Exercise aim. Copy out every line in the items below that contains the string "pepper". Case counts.

Task data.

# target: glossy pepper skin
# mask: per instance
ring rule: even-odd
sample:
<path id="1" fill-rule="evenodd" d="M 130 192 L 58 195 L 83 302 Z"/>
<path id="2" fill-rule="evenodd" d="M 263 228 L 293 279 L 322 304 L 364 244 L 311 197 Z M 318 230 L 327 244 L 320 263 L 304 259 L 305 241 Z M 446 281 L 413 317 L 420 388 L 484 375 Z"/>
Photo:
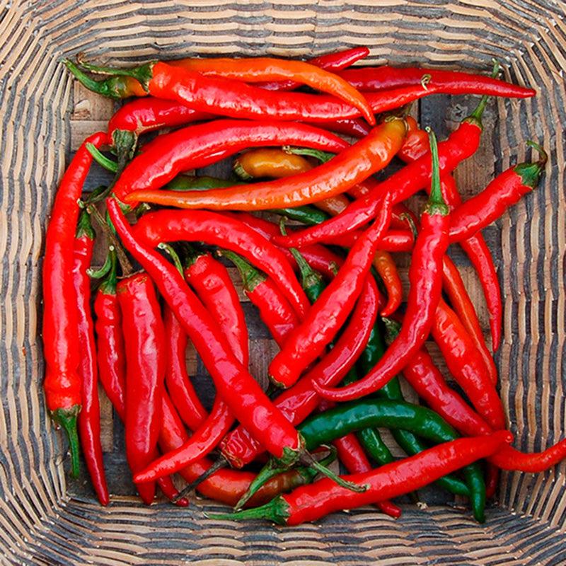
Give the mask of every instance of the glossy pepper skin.
<path id="1" fill-rule="evenodd" d="M 528 98 L 536 94 L 532 88 L 461 71 L 383 65 L 352 69 L 339 73 L 359 90 L 378 91 L 420 84 L 424 74 L 430 76 L 431 83 L 441 86 L 445 94 L 485 94 L 514 98 Z"/>
<path id="2" fill-rule="evenodd" d="M 334 347 L 295 385 L 275 400 L 276 406 L 292 423 L 304 420 L 318 405 L 320 398 L 313 387 L 314 380 L 339 383 L 354 366 L 366 343 L 377 316 L 379 293 L 375 282 L 366 279 L 367 287 L 352 312 L 351 322 Z M 243 427 L 238 427 L 222 441 L 223 456 L 236 468 L 248 463 L 262 451 L 261 444 Z"/>
<path id="3" fill-rule="evenodd" d="M 157 64 L 158 65 L 159 64 Z M 197 71 L 203 76 L 209 77 L 222 77 L 236 81 L 242 81 L 246 83 L 258 83 L 267 81 L 294 81 L 301 85 L 306 85 L 311 88 L 323 93 L 327 93 L 340 98 L 345 102 L 351 104 L 357 108 L 364 116 L 369 124 L 375 124 L 375 117 L 368 105 L 367 101 L 364 98 L 362 94 L 358 92 L 352 85 L 340 76 L 325 70 L 319 67 L 316 67 L 311 63 L 304 61 L 289 61 L 274 57 L 253 57 L 233 59 L 227 57 L 215 57 L 214 59 L 181 59 L 176 61 L 171 61 L 168 64 L 171 67 L 178 67 L 183 70 L 188 71 L 183 81 L 183 89 L 187 89 L 189 77 L 195 80 L 192 76 L 192 71 Z M 154 67 L 155 69 L 155 67 Z M 166 69 L 166 72 L 167 69 Z M 161 69 L 158 69 L 157 73 L 164 75 L 165 73 Z M 154 80 L 158 83 L 158 80 Z M 162 79 L 163 80 L 163 79 Z M 175 80 L 173 79 L 173 80 Z M 178 79 L 179 80 L 179 79 Z M 230 86 L 230 82 L 226 81 L 226 86 Z M 196 81 L 195 81 L 196 83 Z M 150 83 L 151 84 L 151 83 Z M 158 93 L 163 93 L 163 84 L 156 84 Z M 195 91 L 202 88 L 202 85 L 195 83 Z M 236 90 L 236 85 L 233 86 Z M 165 86 L 166 88 L 167 86 Z M 188 87 L 190 88 L 191 87 Z M 150 86 L 151 88 L 151 86 Z M 254 89 L 255 90 L 255 89 Z M 246 91 L 243 89 L 244 97 Z M 177 91 L 177 93 L 180 93 Z M 263 93 L 265 94 L 265 93 Z M 198 97 L 197 91 L 194 92 L 194 95 Z M 226 91 L 225 96 L 230 96 L 231 93 Z M 237 93 L 236 93 L 237 96 Z M 166 94 L 163 98 L 168 98 Z M 279 96 L 274 100 L 275 107 L 273 108 L 274 117 L 277 115 L 279 110 L 277 106 L 281 103 L 281 100 L 284 96 Z M 269 100 L 266 96 L 265 100 Z M 261 99 L 254 100 L 255 105 L 262 104 Z M 246 103 L 246 98 L 242 100 L 243 105 Z M 278 104 L 279 103 L 279 104 Z M 269 105 L 266 103 L 264 113 L 271 112 L 272 110 Z"/>
<path id="4" fill-rule="evenodd" d="M 153 278 L 161 296 L 183 324 L 212 376 L 217 393 L 266 449 L 276 458 L 284 457 L 292 463 L 302 450 L 300 435 L 238 362 L 212 316 L 180 274 L 159 254 L 134 238 L 115 200 L 108 200 L 108 208 L 125 246 Z"/>
<path id="5" fill-rule="evenodd" d="M 418 490 L 446 473 L 494 454 L 512 439 L 511 433 L 504 431 L 487 437 L 458 439 L 371 472 L 345 476 L 369 485 L 362 493 L 350 492 L 323 479 L 262 507 L 213 518 L 266 519 L 286 525 L 316 521 L 335 511 L 371 504 Z"/>
<path id="6" fill-rule="evenodd" d="M 287 388 L 324 351 L 352 311 L 371 267 L 371 258 L 391 219 L 387 197 L 379 216 L 356 242 L 336 277 L 286 340 L 269 366 L 270 379 Z"/>
<path id="7" fill-rule="evenodd" d="M 466 118 L 448 139 L 439 144 L 439 162 L 441 175 L 454 171 L 464 159 L 473 155 L 480 143 L 481 122 L 476 117 Z M 275 241 L 287 248 L 301 248 L 310 243 L 325 241 L 337 234 L 352 231 L 365 224 L 377 212 L 380 199 L 385 192 L 391 192 L 393 202 L 405 200 L 420 189 L 431 178 L 429 156 L 424 156 L 394 173 L 386 180 L 374 186 L 365 196 L 357 199 L 335 218 L 316 226 L 298 231 Z"/>
<path id="8" fill-rule="evenodd" d="M 345 192 L 386 167 L 399 151 L 405 131 L 403 120 L 386 120 L 330 161 L 284 179 L 206 192 L 134 191 L 125 200 L 213 210 L 269 210 L 308 204 Z"/>
<path id="9" fill-rule="evenodd" d="M 179 173 L 205 167 L 250 147 L 301 146 L 338 152 L 348 144 L 314 126 L 273 121 L 220 120 L 160 136 L 124 169 L 114 192 L 124 200 L 139 189 L 158 189 Z"/>
<path id="10" fill-rule="evenodd" d="M 478 412 L 495 430 L 505 428 L 505 415 L 497 392 L 458 316 L 440 301 L 431 329 L 450 372 Z"/>
<path id="11" fill-rule="evenodd" d="M 247 367 L 247 327 L 238 294 L 226 267 L 210 254 L 192 255 L 185 270 L 185 277 L 219 325 L 236 358 L 243 367 Z M 151 481 L 197 461 L 216 446 L 233 422 L 228 405 L 217 395 L 210 415 L 190 439 L 138 473 L 134 481 Z"/>
<path id="12" fill-rule="evenodd" d="M 277 283 L 299 318 L 306 312 L 308 301 L 283 253 L 233 216 L 204 210 L 160 210 L 144 214 L 132 230 L 151 246 L 187 240 L 239 253 Z"/>
<path id="13" fill-rule="evenodd" d="M 433 142 L 434 140 L 434 142 Z M 429 202 L 421 216 L 409 270 L 410 289 L 405 323 L 385 355 L 365 377 L 345 387 L 329 389 L 315 383 L 318 393 L 334 401 L 352 400 L 380 389 L 400 371 L 428 337 L 442 288 L 442 258 L 448 248 L 450 222 L 440 191 L 436 139 L 431 137 L 432 181 Z"/>
<path id="14" fill-rule="evenodd" d="M 126 456 L 135 474 L 151 462 L 157 446 L 167 364 L 165 328 L 148 274 L 121 279 L 117 294 L 126 353 Z M 137 484 L 137 489 L 150 504 L 155 484 Z"/>
<path id="15" fill-rule="evenodd" d="M 43 388 L 47 410 L 67 433 L 71 450 L 71 472 L 79 475 L 79 439 L 76 417 L 81 410 L 80 354 L 78 342 L 76 299 L 72 270 L 78 200 L 92 163 L 86 144 L 100 147 L 106 134 L 88 137 L 75 154 L 55 195 L 45 233 L 43 260 Z M 64 289 L 64 292 L 61 290 Z"/>
<path id="16" fill-rule="evenodd" d="M 196 430 L 204 422 L 207 413 L 187 374 L 187 333 L 167 306 L 163 308 L 163 324 L 168 359 L 165 372 L 167 391 L 183 422 L 191 430 Z"/>
<path id="17" fill-rule="evenodd" d="M 81 362 L 79 372 L 82 384 L 82 408 L 79 413 L 79 437 L 88 475 L 98 501 L 110 501 L 100 444 L 100 410 L 96 366 L 94 322 L 91 311 L 91 279 L 86 270 L 91 265 L 94 248 L 94 231 L 88 214 L 83 212 L 79 219 L 75 238 L 73 282 L 76 295 L 79 348 Z"/>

Answer to this task.
# target: glossy pepper skin
Give the mask of every instance of the glossy pepper skin.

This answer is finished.